### OBJECTIVE
Lay out the listing lines from the one containing "Rules: pick out each instance of the deep" through the one containing "[[146, 366], [311, 87]]" as a JSON list of strings, one string per line and blank lines omitted.

### GIVEN RECORDS
· · · ·
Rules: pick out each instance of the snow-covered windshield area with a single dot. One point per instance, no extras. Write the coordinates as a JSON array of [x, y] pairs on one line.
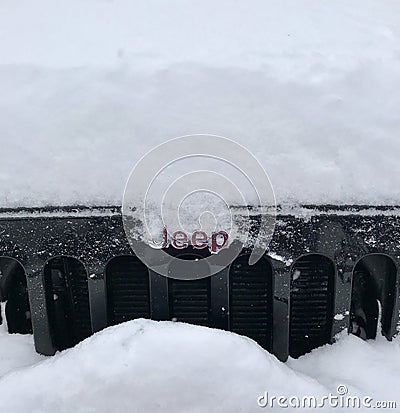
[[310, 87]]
· · · ·
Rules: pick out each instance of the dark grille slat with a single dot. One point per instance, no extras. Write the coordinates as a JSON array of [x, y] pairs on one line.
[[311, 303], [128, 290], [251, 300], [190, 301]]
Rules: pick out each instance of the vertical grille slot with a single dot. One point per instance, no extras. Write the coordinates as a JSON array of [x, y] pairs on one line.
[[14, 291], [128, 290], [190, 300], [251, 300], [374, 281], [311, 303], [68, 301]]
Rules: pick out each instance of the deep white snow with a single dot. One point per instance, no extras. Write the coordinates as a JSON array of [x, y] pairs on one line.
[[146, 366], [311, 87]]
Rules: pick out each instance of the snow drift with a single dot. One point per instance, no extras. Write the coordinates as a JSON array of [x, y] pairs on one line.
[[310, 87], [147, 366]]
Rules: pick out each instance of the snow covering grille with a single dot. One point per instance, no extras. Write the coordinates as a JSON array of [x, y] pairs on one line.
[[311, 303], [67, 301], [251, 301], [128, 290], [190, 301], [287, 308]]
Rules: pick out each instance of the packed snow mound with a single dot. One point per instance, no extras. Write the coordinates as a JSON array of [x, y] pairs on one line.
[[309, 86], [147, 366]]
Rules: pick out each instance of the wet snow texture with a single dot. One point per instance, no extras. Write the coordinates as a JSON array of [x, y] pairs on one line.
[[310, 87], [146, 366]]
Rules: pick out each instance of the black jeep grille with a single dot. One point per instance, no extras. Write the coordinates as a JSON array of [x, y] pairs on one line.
· · · ·
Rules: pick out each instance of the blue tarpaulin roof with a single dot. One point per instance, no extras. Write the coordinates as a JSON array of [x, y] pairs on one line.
· · · ·
### ANSWER TO THE PROBLEM
[
  "Rules: pick out each instance of the deep white snow with a single dot. One point per instance, no extras. Write the coordinates as a JSON array of [x, y] pairs on one line.",
  "[[146, 366], [311, 87]]"
]